Your goal:
Lay out the lines below as a numbered list, from the line with "man's eye, one" up to and including the line with "pixel 106 107", skipping blank lines and leaving out the pictures.

Dataset rows:
(begin)
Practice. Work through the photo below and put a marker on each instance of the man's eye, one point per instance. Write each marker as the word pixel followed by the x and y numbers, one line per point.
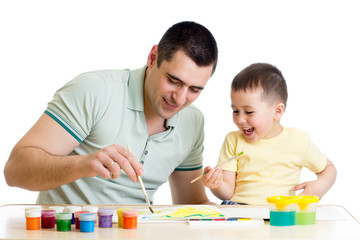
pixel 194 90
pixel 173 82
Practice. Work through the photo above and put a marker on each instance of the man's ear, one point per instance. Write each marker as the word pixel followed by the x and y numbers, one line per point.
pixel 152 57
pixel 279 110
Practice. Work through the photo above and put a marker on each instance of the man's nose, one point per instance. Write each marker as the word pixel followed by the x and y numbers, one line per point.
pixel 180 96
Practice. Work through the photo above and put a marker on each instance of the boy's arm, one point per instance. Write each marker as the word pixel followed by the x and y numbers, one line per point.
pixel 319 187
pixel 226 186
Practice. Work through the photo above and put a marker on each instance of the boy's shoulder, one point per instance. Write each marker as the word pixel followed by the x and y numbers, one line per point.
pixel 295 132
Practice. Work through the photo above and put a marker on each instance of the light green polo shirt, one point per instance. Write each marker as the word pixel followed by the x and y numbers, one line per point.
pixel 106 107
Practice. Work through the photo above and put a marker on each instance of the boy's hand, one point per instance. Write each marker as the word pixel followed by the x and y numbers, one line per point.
(end)
(begin)
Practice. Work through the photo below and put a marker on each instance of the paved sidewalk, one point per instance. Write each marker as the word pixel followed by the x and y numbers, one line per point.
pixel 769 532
(end)
(begin)
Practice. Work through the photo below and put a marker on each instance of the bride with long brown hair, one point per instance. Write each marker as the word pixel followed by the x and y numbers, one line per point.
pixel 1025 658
(end)
Response below:
1. Practice. Work through the photo below and put a marker on each instance of the man's eye, one point per instance. Write each marker as the word pixel followed by the x and y numbers, one line per point.
2. pixel 194 90
3. pixel 173 82
4. Practice. Work through the photo above and put a marker on each instance of the man's ear, one point per instance. Write each marker as the word pixel followed by the x and y numbers, one line per point.
5. pixel 152 57
6. pixel 279 110
7. Practice. Work through the photo above and put a marker on each instance of the man's nose, one point per instance. Write each marker as the word pixel followed by the x and y numbers, one line per point.
8. pixel 180 96
9. Practice. Work through the photo above and put a marker on each instance of the boy's arm, one point per instance. Write each marker as the word pixel followed by the x and y numbers, one line per point.
10. pixel 319 187
11. pixel 226 186
12. Practice. Work through the photo above and put a marker on each instance of the boy's shoulder, one point per instance. Write each marker as the word pixel followed by the x and y numbers, one line per point.
13. pixel 295 132
14. Practice. Work through the photo above and put a marker on each instance of the light green polo shirt, one point per instance. Write each marker as the word pixel followed by the x and y numbers, one line per point.
15. pixel 106 107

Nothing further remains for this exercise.